• **TEXT PROVIDED**:
Q: So how are people supposed to help the needy around the world?
If people want to help, they should try to travel to the places where they think people need help. And then spend money, pay people for good work they do rather than throw around donations.

I travel overland and I buy fruit and food from markets, I buy SIM cards from boys who sell them on the streets. I spend money in their system. Even at the hotels, which might be owned by big guys, the waiter gets a good tip from me if he does a good job. Honest work deserves honest money. The whole of Africa is on a drip transfusion of charity money and it makes everyone sick.

Q: Which of your trips are you most proud of?
First, I would say our ice road trip in Siberia. I was travelling with two of my closest friends – Michael von Hassel, a well-known German photographer, and Harald Buben, a luxury goods manufacturer from Austria, plus friends from Finland, the UK, Indonesia and Russia in an old rental car. We made it to the end of the world’s northernmost road. Before our trip, no one knew this was the world’s northernmost road. Everyone else thought it was the North Cape at the northern tip of Norway. No one could remember any foreigners ever driving where we went, so that was very fulfilling. It was -45C.

• **AVAILABLE DATA**:
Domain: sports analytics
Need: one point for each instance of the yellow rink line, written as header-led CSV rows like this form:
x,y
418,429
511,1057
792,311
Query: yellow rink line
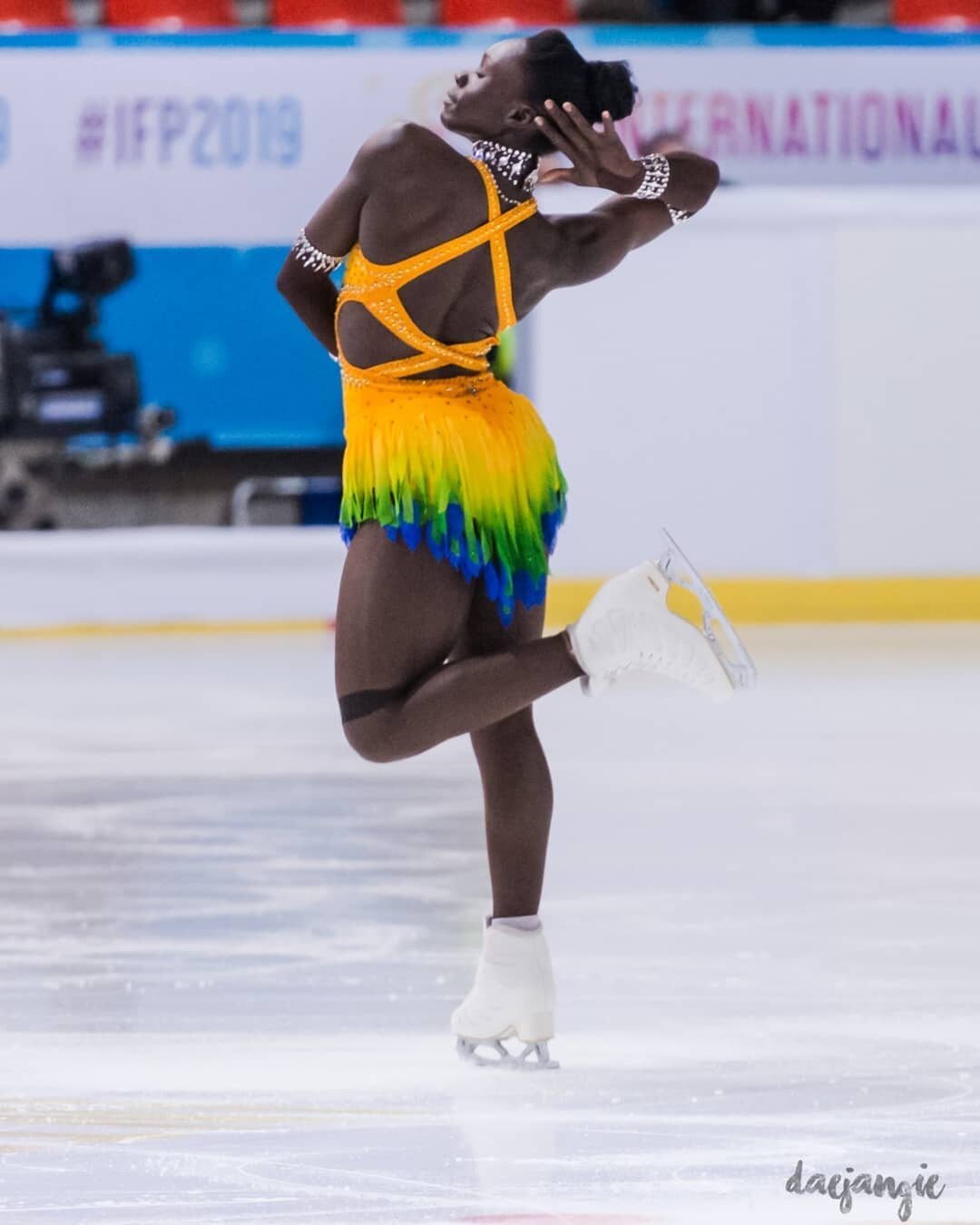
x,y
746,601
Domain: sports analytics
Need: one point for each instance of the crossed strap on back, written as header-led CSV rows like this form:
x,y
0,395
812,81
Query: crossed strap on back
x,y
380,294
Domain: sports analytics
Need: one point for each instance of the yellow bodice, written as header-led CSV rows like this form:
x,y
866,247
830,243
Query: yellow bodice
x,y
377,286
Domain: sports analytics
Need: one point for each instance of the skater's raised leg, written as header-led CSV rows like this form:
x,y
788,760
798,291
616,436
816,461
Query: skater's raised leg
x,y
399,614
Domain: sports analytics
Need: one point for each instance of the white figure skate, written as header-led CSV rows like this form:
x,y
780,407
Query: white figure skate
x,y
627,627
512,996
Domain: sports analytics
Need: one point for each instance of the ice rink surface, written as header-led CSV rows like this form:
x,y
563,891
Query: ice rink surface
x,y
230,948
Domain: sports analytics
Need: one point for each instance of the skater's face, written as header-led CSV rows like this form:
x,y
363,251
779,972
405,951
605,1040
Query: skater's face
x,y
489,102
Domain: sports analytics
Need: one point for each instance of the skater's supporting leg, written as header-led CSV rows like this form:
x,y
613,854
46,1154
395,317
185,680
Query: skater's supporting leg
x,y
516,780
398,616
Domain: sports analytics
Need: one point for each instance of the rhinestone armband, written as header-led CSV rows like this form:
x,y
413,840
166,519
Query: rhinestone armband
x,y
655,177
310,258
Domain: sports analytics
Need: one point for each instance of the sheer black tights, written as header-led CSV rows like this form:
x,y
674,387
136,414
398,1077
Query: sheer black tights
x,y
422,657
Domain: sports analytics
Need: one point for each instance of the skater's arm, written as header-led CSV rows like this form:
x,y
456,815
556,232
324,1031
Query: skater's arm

• **TASK INSTRUCTIONS**: In the interview above, where did everyone else think the world's northernmost road was before the ice road trip in Siberia?

• **RESPONSE FOR THIS EXERCISE**: The North Cape, at the northern tip of Norway.